--- Selection ---
##############################
On Monday, three women were rescued from a Cleveland home after a decade in captivity, police said. One of the women, Amanda Berry, broke through a window and called for help from the next-door neighbor. Three brothers, none related to the women, are being charged in the case. One woman reportedly had a child in captivity.
Why couldn't they escape sooner? Surely there must have been moments when nobody was looking?
Experts say it isn't so easy.
First of all, kidnapping is about power and control rather than chains and shackles, explained Herb Nieburg, an FBI-trained hostage negotiator, psychologist and professor of law and justice at Mitchell College in New London, Conn. He said kidnapping is often the same dynamic between a battered woman and her spouse or boyfriend.
"It's fear," Nieburg, said. "They probably said 'We know where your family members are. If you get away we will kill you and kill them.' They start the mind control process using threats."
Nieburg said this pattern of psychological control has been shown in previous kidnapping cases. He said that sexual abuse is often the root of the victim's inability to escape.
"These victims are also been sexually abused and that makes you feel not good about yourself," Nieburg said. "There's low self esteem and low self-worth. After a while you go along with it to get it over with."
Elizabeth Smart, a Salt Lake City girl who was kidnapped and held for nine months as a 14 year-old in 2002, said recently that the sexual abuse she received from her captors made her feel worthless.
##############################
--- Task 1 ---
Answer these questions from the article on the Cleveland rescue, one per line:
(a) How many women were rescued from the Cleveland home?
(b) At which college is Herb Nieburg a professor?
(c) For how long was Elizabeth Smart held after she was kidnapped?
##############################
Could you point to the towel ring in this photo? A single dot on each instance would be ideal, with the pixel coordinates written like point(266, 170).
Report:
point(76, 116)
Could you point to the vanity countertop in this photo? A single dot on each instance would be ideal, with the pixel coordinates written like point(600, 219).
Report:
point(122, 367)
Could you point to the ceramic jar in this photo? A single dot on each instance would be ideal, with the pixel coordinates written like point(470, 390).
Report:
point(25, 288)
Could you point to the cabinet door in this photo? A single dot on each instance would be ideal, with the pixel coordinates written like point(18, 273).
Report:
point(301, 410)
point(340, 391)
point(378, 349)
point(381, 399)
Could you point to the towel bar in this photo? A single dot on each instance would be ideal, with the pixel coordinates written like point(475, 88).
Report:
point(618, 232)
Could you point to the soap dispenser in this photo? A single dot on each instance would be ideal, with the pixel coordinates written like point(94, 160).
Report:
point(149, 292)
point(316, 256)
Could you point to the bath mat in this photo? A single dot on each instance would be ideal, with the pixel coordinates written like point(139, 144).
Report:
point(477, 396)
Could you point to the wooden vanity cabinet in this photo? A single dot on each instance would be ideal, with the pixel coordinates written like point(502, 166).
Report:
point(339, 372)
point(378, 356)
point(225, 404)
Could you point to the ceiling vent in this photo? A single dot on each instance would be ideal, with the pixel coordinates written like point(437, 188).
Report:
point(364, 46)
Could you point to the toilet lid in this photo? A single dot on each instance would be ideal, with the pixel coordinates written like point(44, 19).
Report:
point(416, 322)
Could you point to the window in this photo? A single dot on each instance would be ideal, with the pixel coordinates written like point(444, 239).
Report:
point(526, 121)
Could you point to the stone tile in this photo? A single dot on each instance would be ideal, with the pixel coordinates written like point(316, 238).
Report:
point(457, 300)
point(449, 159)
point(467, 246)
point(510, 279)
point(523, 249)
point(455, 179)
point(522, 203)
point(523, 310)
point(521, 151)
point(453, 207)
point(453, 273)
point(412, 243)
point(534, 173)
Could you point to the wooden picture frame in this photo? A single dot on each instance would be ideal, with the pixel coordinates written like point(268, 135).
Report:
##############################
--- Task 2 ---
Reproduce the records exactly, from their first line up to and including the line with "point(381, 399)".

--- Exercise result 1 ---
(a) Three
(b) Mitchell College in New London, Conn.
(c) Nine months

--- Exercise result 2 ---
Could you point to the towel ring in this photo? A single dot on each instance would be ideal, with the pixel coordinates written like point(266, 170).
Report:
point(76, 116)
Could you point to the vanity countertop in this photo? A single dot on each instance would be ideal, with the pixel coordinates written like point(600, 219).
Report:
point(122, 367)
Could you point to the ceramic jar in this photo? A single dot on each instance would be ideal, with the pixel coordinates written like point(470, 390).
Report:
point(25, 288)
Could you point to the cabinet door in this photo? A single dot on each instance would be ideal, with the pixel coordinates written like point(18, 273).
Report:
point(301, 410)
point(340, 391)
point(378, 349)
point(381, 399)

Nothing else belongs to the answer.